#### Text shown:
%%

In January 2016, Boston struck a deal for General Electric to move their headquarters to the city. The city, together with the state government of Massachusetts, offered General Electric a combined $140 million in business incentives ($120 million in grants, and $25 million in city tax relief). Some critics argued that Boston had given General Electric a "sweetheart deal". However, The Boston Globe jointly named four deputies of Walsh and Governor Charlie Baker who had been involved in striking the deal as their "Bostonians of the Year" for their roles in the deal.

In April 2016, Walsh came out in support of having Massachusetts implement a gradual increase of its minimum wage to $15.

Education
A 2020 state audit of Boston Public Schools found the city to lack any, "clear, coherent, district-wide strategy for supporting low-performing schools."

After the end of his tenure as mayor, the editorial board of The Boston Globe heavily criticized Walsh's leadership on education, writing, 

Towards the end of 2014, Walsh proposed and negotiated a 40 minute extension to the school day of Boston Public Schools, which was implemented.

Environmental matters

In 2015, Walsh launched the Climate Ready Boston initiative to prepare Boston for the effects of climate change.

Walsh served in the leadership of C40 Cities Climate Leadership Group.

In 2017, Walsh spoke in opposition to President Donald Trump's decision to withdraw the United States from the Paris Agreement.

In 2016, Walsh's administration opposed a proposed plastic bag ban that was debated by the Boston City Council in 2016. However, in December 2017, Walsh signed into law a plastic bag ban authored by City Councilors Michelle Wu and Matt O'Malley.

Homelessness
On October 8, 2014, Walsh, citing the advisement of various City departments, agencies and leaders, and the Massachusetts Department of Transportation, ordered the closure of the Long Island Bridge (due to disrepair), and the evacuation of the programs for the homeless located on Long Island. Later that year, Walsh unveiled plans to renovate a facility to house hundreds of homeless people displaced due to the closure of the Long Island Bridge.

In his 2018 second mayoral inauguration address, Walsh announced establishment of the Boston's Way Home Fund, with the aim of raising $10 million to establish 200 units of permanent supportive housing for the chronically homeless. The fund met its $10 million goal in 2020, two years earlier than its target.

In November 2019, Walsh announced that the city had obtained a $4.7 million grant from the United States Department of Housing and Urban Development that would go towards housing homeless youth. In March 2020, Walsh announced that the city had secured hundreds in additional interim bed capacity to house homeless.

While Walsh, in 2019, outlined plans to deal with the homelessness crisis on Boston's so-called "Methadone Mile" (also known as "Mass & Cass" for the intersection of Massachusetts Avenue and Melena Cass Boulevard), it persisted to be a problem when he left office in 2021.

Olympic bid

Boston was originally selected as the United States' bid city for the 2024 Summer Olympics. Walsh supported the bid. In October 2014, Walsh had signed a letter stating that he would sign the Host City Contract without reservation; however, in July 2015, he stated that he was not comfortable signing the financial guarantee in its current form at that time. This was one of a number of events that led to the cancelation of Boston's bid for the Olympics on July 27, 2015.

%%

#### Your objective:
According to the text on Walsh's record as mayor, on what date was Boston's bid for the Olympics canceled?

#### Information:
%%

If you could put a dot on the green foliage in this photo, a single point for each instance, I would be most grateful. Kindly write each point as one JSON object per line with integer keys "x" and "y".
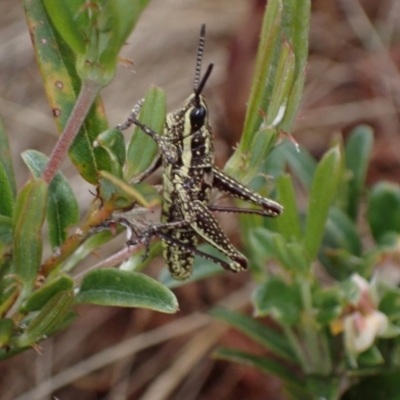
{"x": 311, "y": 325}
{"x": 315, "y": 321}
{"x": 76, "y": 46}
{"x": 111, "y": 287}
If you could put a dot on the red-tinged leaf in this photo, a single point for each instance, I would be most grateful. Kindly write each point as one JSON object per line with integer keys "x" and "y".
{"x": 112, "y": 287}
{"x": 62, "y": 85}
{"x": 27, "y": 245}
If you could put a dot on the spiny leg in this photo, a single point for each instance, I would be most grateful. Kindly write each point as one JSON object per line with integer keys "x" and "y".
{"x": 193, "y": 250}
{"x": 226, "y": 184}
{"x": 237, "y": 210}
{"x": 203, "y": 222}
{"x": 132, "y": 116}
{"x": 154, "y": 166}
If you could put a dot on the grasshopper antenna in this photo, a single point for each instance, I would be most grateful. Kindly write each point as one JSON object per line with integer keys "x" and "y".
{"x": 199, "y": 59}
{"x": 199, "y": 85}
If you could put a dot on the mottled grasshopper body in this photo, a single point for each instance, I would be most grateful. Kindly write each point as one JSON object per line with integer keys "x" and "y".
{"x": 187, "y": 156}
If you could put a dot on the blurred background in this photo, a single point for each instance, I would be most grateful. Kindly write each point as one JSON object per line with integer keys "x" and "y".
{"x": 353, "y": 77}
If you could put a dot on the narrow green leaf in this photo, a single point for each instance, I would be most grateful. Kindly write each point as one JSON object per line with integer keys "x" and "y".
{"x": 281, "y": 91}
{"x": 262, "y": 364}
{"x": 56, "y": 62}
{"x": 295, "y": 26}
{"x": 269, "y": 38}
{"x": 111, "y": 287}
{"x": 27, "y": 245}
{"x": 384, "y": 210}
{"x": 293, "y": 102}
{"x": 322, "y": 193}
{"x": 5, "y": 159}
{"x": 53, "y": 312}
{"x": 357, "y": 151}
{"x": 117, "y": 19}
{"x": 85, "y": 249}
{"x": 266, "y": 336}
{"x": 6, "y": 230}
{"x": 137, "y": 193}
{"x": 301, "y": 163}
{"x": 340, "y": 251}
{"x": 202, "y": 269}
{"x": 7, "y": 198}
{"x": 112, "y": 140}
{"x": 38, "y": 299}
{"x": 70, "y": 18}
{"x": 280, "y": 300}
{"x": 6, "y": 329}
{"x": 62, "y": 206}
{"x": 287, "y": 224}
{"x": 142, "y": 149}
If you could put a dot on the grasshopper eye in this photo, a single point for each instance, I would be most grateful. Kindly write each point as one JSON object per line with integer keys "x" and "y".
{"x": 197, "y": 117}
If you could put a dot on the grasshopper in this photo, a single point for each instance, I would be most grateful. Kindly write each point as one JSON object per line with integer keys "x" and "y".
{"x": 189, "y": 176}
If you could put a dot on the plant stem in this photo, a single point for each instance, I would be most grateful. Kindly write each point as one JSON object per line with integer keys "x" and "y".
{"x": 87, "y": 95}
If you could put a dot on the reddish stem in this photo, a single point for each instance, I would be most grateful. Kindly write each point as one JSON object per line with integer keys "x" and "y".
{"x": 87, "y": 95}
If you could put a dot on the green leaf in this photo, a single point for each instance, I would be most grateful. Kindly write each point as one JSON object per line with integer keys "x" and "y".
{"x": 6, "y": 329}
{"x": 116, "y": 20}
{"x": 7, "y": 197}
{"x": 322, "y": 193}
{"x": 390, "y": 304}
{"x": 62, "y": 206}
{"x": 142, "y": 149}
{"x": 27, "y": 245}
{"x": 38, "y": 299}
{"x": 87, "y": 247}
{"x": 340, "y": 251}
{"x": 283, "y": 85}
{"x": 263, "y": 334}
{"x": 6, "y": 230}
{"x": 113, "y": 187}
{"x": 112, "y": 141}
{"x": 264, "y": 365}
{"x": 111, "y": 287}
{"x": 70, "y": 18}
{"x": 357, "y": 153}
{"x": 57, "y": 66}
{"x": 202, "y": 269}
{"x": 269, "y": 40}
{"x": 329, "y": 304}
{"x": 287, "y": 224}
{"x": 273, "y": 245}
{"x": 5, "y": 159}
{"x": 96, "y": 32}
{"x": 301, "y": 163}
{"x": 280, "y": 300}
{"x": 384, "y": 209}
{"x": 47, "y": 320}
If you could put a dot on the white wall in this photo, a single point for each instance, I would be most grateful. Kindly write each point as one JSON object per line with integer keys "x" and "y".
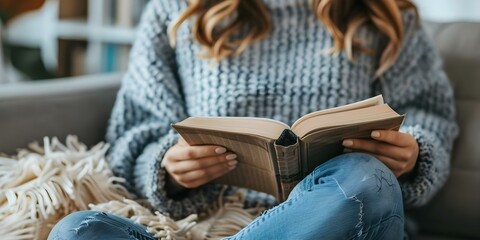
{"x": 450, "y": 10}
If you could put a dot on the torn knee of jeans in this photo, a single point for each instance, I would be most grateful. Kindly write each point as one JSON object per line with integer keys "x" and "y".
{"x": 360, "y": 224}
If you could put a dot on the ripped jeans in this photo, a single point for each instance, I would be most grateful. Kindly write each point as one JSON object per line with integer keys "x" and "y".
{"x": 353, "y": 196}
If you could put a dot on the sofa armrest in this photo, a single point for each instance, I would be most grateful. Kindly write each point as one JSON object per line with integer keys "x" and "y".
{"x": 32, "y": 110}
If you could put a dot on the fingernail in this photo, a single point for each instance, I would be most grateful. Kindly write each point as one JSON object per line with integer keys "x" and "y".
{"x": 375, "y": 134}
{"x": 347, "y": 143}
{"x": 220, "y": 150}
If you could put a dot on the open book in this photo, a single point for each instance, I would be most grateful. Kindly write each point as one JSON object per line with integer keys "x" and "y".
{"x": 273, "y": 157}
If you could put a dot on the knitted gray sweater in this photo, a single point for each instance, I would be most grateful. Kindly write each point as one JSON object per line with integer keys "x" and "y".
{"x": 281, "y": 77}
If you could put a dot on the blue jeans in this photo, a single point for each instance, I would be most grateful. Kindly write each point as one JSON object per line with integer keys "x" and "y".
{"x": 353, "y": 196}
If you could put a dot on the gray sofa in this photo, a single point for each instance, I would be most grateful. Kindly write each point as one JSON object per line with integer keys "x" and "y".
{"x": 81, "y": 106}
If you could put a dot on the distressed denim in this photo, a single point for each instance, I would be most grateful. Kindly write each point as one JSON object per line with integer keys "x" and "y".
{"x": 353, "y": 196}
{"x": 92, "y": 225}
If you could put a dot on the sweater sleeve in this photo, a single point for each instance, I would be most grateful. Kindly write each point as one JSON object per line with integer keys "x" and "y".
{"x": 149, "y": 101}
{"x": 417, "y": 86}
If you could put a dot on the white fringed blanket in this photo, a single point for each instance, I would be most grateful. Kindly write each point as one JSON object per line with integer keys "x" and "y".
{"x": 40, "y": 186}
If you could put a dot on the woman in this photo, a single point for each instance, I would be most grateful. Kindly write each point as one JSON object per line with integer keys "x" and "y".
{"x": 282, "y": 59}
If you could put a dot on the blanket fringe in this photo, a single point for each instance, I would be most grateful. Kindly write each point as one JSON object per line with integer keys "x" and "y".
{"x": 40, "y": 186}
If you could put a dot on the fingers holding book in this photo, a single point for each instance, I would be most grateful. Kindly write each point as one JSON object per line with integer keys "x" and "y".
{"x": 194, "y": 166}
{"x": 397, "y": 150}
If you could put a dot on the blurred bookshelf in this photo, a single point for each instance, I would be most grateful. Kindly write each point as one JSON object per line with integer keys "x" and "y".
{"x": 95, "y": 36}
{"x": 77, "y": 37}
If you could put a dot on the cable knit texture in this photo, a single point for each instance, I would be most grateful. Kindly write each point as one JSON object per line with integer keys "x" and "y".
{"x": 282, "y": 77}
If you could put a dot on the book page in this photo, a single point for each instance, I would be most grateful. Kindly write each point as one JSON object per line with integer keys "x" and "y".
{"x": 319, "y": 147}
{"x": 357, "y": 116}
{"x": 262, "y": 127}
{"x": 255, "y": 169}
{"x": 377, "y": 100}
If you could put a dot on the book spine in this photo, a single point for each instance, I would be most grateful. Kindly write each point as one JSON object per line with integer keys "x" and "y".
{"x": 288, "y": 160}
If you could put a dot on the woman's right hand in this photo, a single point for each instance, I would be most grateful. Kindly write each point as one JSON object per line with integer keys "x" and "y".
{"x": 194, "y": 166}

%%

#### Your solution:
July 27, 2015